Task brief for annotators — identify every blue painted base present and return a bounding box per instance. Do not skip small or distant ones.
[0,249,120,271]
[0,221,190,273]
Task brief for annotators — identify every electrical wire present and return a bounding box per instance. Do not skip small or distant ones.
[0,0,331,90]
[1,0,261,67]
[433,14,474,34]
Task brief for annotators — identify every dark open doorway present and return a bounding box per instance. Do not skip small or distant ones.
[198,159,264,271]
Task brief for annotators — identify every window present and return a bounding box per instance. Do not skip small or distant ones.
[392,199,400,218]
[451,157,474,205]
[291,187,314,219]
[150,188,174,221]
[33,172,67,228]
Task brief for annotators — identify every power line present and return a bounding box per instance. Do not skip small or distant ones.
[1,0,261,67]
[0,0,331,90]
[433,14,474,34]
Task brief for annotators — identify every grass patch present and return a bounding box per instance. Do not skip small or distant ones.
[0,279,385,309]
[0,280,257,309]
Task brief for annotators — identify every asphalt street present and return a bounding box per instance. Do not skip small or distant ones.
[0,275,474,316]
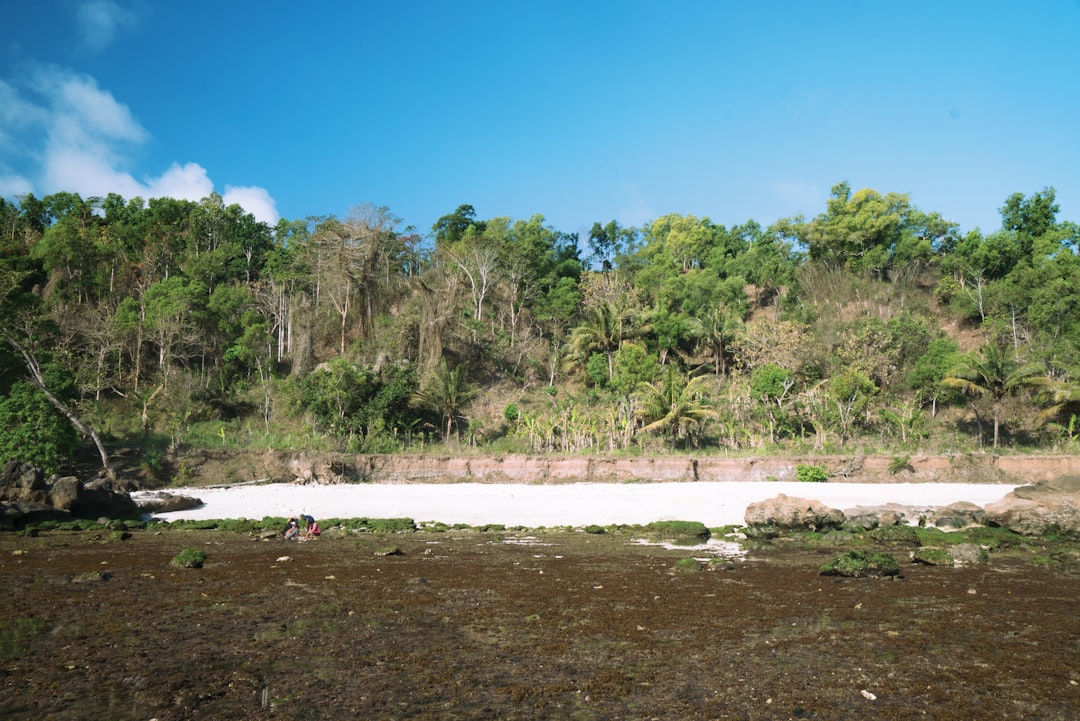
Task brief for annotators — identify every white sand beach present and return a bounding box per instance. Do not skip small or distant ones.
[133,481,1016,528]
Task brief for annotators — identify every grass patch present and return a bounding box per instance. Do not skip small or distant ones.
[645,520,712,543]
[0,618,44,658]
[821,550,900,579]
[168,547,206,569]
[673,558,705,573]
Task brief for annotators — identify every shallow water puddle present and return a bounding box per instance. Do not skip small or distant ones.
[634,539,746,560]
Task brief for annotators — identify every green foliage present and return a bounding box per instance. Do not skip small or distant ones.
[0,182,1080,459]
[795,463,828,484]
[750,363,795,404]
[645,520,712,542]
[821,550,900,579]
[889,455,913,476]
[673,558,705,573]
[867,526,922,548]
[170,547,206,569]
[0,381,80,473]
[298,358,417,438]
[0,616,45,659]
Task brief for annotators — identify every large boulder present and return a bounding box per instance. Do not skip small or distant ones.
[744,493,845,539]
[0,460,138,522]
[986,476,1080,538]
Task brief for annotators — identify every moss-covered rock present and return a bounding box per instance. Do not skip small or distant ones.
[821,550,900,579]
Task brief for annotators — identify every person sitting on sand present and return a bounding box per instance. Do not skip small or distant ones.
[300,516,323,541]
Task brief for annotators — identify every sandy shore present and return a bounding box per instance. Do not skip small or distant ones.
[133,481,1015,528]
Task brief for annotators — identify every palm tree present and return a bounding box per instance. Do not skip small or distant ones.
[1039,365,1080,421]
[696,305,743,376]
[942,343,1050,448]
[413,356,481,444]
[568,303,625,378]
[636,366,716,443]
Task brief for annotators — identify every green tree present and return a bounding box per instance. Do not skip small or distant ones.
[0,381,79,473]
[413,356,481,444]
[636,366,716,444]
[942,343,1050,448]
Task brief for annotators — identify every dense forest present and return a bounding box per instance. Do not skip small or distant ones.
[0,182,1080,475]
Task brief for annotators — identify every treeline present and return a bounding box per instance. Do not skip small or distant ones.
[0,183,1080,473]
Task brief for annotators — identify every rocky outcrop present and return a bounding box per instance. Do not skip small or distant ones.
[159,449,1080,485]
[0,461,138,522]
[986,475,1080,538]
[744,493,845,539]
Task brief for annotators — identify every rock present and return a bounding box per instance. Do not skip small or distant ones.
[845,513,881,531]
[949,543,986,566]
[986,476,1080,536]
[744,493,843,539]
[134,491,203,514]
[0,460,49,504]
[930,501,986,529]
[49,476,82,511]
[0,460,138,522]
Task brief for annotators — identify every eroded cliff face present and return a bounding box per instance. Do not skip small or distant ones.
[162,451,1080,485]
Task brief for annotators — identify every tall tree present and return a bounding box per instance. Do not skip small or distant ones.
[413,356,481,444]
[942,343,1050,448]
[637,366,716,443]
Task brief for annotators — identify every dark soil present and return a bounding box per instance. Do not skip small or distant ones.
[0,529,1080,721]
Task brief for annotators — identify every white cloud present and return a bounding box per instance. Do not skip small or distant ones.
[221,186,281,226]
[0,175,33,198]
[76,0,135,53]
[146,163,214,201]
[766,180,824,216]
[0,67,279,225]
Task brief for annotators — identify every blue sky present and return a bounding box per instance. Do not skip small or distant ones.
-*-
■ Aim:
Extract every line of the entries above that contains the string "white". Matching is case-sensitive.

■ Task output:
Task brief for annotators — identify every white sand beach present and return a bounding box per instance. Do not skip small or distant ones.
Task brief for annotators — identify every white cloud present and return a bounding box per instance. Do not skip small or distant ones.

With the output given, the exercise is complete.